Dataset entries
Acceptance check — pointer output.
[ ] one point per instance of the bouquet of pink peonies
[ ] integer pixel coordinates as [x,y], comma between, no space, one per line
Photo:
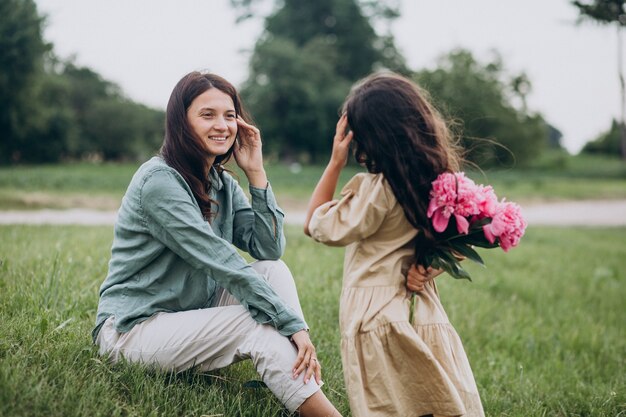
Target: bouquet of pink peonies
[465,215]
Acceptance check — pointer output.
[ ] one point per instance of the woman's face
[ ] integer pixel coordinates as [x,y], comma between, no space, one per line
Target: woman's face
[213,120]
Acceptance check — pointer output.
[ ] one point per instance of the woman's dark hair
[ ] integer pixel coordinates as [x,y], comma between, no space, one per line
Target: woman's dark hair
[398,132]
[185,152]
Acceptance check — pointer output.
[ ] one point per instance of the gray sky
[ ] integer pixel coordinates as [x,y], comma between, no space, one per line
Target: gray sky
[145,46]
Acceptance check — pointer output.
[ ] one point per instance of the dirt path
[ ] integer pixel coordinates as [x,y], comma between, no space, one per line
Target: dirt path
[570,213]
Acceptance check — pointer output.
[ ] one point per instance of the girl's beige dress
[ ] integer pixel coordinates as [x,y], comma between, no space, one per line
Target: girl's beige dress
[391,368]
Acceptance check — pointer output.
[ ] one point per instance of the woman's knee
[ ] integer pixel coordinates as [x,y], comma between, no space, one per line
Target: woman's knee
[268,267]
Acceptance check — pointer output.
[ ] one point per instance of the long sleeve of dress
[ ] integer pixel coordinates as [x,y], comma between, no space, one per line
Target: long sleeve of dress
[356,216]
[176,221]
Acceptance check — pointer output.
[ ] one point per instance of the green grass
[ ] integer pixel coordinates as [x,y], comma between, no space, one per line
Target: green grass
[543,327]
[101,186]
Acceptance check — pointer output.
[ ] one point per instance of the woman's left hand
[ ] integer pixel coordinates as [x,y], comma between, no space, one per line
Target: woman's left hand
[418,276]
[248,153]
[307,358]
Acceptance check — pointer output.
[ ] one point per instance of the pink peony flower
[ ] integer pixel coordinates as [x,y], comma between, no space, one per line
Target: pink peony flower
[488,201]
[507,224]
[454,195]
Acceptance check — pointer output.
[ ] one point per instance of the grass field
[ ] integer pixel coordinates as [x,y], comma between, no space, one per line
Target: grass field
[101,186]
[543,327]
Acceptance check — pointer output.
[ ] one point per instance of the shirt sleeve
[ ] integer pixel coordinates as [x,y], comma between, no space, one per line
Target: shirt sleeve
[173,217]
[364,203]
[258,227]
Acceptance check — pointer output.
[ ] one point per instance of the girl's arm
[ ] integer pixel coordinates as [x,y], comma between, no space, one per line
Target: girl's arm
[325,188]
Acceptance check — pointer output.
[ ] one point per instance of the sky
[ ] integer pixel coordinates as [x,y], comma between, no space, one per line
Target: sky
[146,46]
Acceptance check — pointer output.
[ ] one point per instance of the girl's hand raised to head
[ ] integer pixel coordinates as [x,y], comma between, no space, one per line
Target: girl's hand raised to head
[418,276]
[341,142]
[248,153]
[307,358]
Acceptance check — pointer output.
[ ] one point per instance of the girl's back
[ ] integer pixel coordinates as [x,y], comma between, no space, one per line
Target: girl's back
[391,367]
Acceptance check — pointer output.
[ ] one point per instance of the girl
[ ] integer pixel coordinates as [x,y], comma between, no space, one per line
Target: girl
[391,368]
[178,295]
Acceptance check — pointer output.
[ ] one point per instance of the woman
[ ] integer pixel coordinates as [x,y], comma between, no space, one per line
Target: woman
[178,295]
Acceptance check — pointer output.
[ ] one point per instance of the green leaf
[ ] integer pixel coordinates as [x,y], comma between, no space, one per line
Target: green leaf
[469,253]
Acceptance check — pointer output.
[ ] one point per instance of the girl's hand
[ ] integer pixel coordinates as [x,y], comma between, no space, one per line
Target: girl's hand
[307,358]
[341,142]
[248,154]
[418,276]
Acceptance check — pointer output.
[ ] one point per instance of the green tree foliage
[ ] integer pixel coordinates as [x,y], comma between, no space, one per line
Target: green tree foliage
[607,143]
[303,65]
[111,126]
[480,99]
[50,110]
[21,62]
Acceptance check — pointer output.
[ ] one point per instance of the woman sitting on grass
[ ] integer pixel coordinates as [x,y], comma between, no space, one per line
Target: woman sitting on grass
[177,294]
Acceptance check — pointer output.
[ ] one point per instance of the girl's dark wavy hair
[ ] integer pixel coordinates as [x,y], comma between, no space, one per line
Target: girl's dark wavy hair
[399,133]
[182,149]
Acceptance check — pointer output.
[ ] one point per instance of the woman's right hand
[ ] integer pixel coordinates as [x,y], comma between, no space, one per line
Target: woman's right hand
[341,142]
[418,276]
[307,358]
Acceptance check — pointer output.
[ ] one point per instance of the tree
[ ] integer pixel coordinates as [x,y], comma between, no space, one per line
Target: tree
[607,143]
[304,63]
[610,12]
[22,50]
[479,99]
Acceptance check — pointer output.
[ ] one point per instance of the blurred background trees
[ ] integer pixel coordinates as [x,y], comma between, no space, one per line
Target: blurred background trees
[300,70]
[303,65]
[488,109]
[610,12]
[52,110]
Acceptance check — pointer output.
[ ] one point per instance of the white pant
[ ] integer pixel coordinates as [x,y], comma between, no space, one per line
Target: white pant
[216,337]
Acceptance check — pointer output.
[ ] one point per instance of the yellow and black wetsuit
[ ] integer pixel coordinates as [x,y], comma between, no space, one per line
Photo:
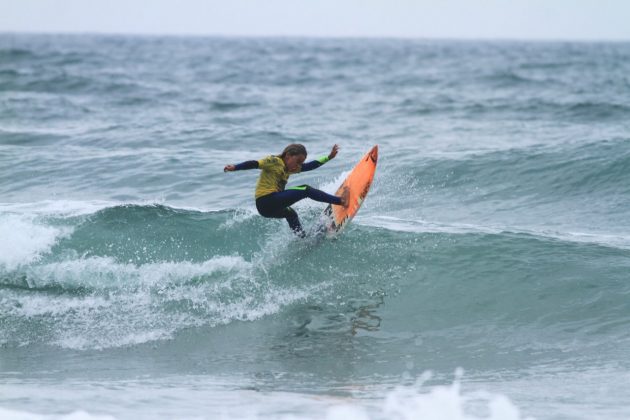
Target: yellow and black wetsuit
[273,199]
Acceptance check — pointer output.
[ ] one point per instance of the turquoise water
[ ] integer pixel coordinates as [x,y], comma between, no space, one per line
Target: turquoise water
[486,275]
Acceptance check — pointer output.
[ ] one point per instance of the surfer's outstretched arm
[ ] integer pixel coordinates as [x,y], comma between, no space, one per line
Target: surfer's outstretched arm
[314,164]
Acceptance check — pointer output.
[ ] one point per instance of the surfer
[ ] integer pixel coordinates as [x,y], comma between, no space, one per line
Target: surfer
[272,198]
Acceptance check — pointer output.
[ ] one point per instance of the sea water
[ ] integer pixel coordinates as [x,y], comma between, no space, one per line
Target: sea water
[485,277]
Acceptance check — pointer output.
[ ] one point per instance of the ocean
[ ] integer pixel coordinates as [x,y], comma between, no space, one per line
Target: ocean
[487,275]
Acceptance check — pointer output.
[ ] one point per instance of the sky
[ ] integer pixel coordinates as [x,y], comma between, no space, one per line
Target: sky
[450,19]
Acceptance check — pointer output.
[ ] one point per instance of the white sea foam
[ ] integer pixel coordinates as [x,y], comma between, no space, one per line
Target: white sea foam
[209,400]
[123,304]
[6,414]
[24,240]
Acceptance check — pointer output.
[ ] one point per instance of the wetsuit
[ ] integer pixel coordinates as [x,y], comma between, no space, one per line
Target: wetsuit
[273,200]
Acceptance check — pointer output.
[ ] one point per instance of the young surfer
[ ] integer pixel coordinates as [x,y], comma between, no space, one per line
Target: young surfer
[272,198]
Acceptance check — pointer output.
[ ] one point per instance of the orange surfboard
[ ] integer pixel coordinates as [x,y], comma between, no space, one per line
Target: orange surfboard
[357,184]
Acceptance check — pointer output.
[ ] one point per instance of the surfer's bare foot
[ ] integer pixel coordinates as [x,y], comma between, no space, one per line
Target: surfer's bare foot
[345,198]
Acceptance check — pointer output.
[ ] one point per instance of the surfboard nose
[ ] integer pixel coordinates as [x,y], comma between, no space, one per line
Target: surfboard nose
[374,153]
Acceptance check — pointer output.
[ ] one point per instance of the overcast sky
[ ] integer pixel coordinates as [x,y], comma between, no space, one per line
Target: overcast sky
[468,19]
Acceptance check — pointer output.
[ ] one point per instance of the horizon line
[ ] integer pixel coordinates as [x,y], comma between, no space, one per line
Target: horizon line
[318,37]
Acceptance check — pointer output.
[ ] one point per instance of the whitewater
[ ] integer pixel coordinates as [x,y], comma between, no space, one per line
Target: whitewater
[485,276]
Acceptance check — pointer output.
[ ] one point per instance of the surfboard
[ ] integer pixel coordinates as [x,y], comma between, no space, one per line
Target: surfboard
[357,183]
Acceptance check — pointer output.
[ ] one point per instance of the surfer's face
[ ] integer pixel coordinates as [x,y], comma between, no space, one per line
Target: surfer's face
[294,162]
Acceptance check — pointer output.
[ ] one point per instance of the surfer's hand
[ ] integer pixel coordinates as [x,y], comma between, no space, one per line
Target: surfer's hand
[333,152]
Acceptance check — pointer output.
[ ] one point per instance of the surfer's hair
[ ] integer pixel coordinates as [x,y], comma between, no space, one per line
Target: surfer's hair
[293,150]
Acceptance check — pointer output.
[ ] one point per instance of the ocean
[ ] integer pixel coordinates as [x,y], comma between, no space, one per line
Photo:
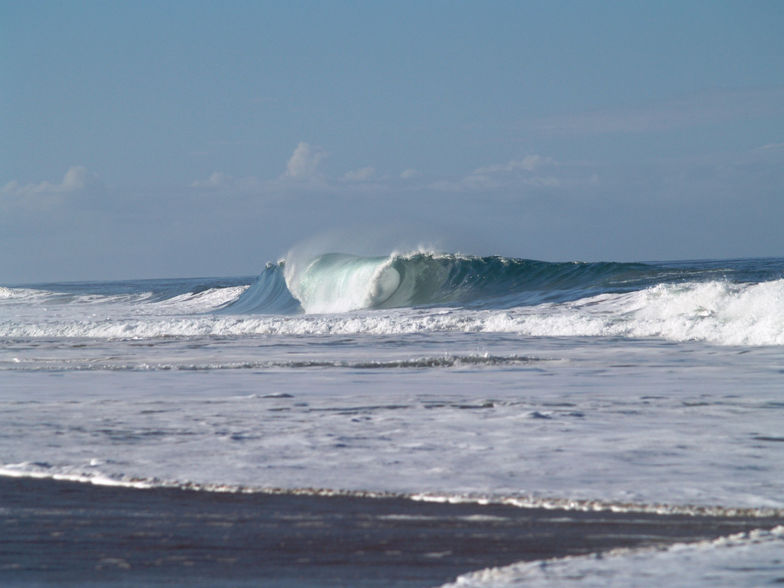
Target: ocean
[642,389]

---

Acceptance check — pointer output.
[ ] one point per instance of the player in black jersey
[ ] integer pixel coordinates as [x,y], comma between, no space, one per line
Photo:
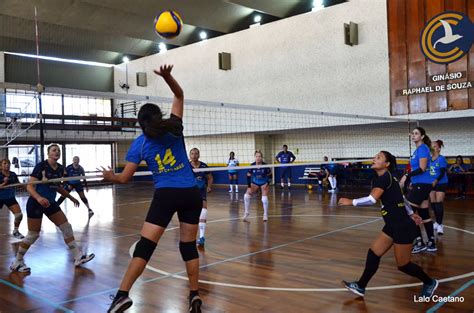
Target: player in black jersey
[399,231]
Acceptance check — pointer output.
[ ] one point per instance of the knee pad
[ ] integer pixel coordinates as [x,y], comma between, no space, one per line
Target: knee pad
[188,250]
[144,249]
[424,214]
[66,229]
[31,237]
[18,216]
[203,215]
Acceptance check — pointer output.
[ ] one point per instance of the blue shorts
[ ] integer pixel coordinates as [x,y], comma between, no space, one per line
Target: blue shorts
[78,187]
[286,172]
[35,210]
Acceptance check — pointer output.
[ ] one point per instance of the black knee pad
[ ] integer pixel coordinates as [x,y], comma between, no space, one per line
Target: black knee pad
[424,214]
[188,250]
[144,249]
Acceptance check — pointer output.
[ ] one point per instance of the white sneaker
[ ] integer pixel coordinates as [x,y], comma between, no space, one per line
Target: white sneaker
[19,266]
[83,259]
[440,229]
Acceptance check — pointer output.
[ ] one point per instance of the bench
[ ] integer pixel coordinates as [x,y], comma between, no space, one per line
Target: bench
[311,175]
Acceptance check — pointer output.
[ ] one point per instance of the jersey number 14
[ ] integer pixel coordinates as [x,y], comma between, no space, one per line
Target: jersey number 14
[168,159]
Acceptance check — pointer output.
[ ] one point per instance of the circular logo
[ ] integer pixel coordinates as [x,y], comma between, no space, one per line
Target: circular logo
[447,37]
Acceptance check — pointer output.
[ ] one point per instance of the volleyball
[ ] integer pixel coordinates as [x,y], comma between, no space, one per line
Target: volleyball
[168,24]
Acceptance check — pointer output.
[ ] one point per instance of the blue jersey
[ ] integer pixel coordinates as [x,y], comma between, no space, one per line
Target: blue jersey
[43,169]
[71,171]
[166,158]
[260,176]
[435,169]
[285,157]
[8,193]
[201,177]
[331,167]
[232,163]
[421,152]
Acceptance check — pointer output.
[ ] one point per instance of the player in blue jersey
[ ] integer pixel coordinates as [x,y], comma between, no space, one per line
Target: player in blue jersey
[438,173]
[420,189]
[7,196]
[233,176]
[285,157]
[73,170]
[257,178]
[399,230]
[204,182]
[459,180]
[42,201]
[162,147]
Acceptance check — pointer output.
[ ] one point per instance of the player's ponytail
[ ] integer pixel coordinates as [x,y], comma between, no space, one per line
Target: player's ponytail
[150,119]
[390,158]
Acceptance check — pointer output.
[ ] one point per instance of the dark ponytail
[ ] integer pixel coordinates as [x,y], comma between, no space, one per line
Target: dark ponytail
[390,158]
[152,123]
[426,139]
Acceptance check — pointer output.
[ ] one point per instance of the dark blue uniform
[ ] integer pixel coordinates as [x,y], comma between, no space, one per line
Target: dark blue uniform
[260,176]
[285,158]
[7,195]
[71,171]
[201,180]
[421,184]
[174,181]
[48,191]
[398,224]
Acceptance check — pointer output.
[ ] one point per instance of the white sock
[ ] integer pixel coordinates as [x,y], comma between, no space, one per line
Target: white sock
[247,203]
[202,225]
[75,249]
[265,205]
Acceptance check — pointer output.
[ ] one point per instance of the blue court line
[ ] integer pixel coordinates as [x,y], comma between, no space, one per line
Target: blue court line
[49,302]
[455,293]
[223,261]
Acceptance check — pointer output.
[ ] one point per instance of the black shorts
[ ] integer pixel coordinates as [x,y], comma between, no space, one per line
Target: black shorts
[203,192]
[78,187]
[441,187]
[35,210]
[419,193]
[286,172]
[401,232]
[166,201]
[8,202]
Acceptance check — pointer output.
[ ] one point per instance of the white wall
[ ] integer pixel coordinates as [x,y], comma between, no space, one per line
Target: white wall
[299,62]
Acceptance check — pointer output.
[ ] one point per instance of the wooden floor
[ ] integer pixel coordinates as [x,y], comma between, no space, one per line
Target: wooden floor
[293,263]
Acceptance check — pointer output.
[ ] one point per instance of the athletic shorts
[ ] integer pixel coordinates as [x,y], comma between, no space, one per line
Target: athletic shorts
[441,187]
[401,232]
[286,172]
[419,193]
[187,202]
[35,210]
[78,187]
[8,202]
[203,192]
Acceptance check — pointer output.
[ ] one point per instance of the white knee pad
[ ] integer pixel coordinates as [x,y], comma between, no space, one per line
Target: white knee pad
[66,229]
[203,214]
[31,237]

WHAT YOU WILL DO
Look back at the entries above and repeat, unchanged, every line from the line holding "Target: overcast sky" through the line holding "[ ] one point per instance of the whitewater".

RESULT OF THIS TASK
Target: overcast sky
[468,19]
Acceptance check — pointer output.
[ ] one point per instance of the horizon line
[ ] integer pixel coordinates as [x,y], comma between, no space, one per line
Target: horizon line
[318,37]
Acceptance check — pointer output.
[ ] one point per instance of the whitewater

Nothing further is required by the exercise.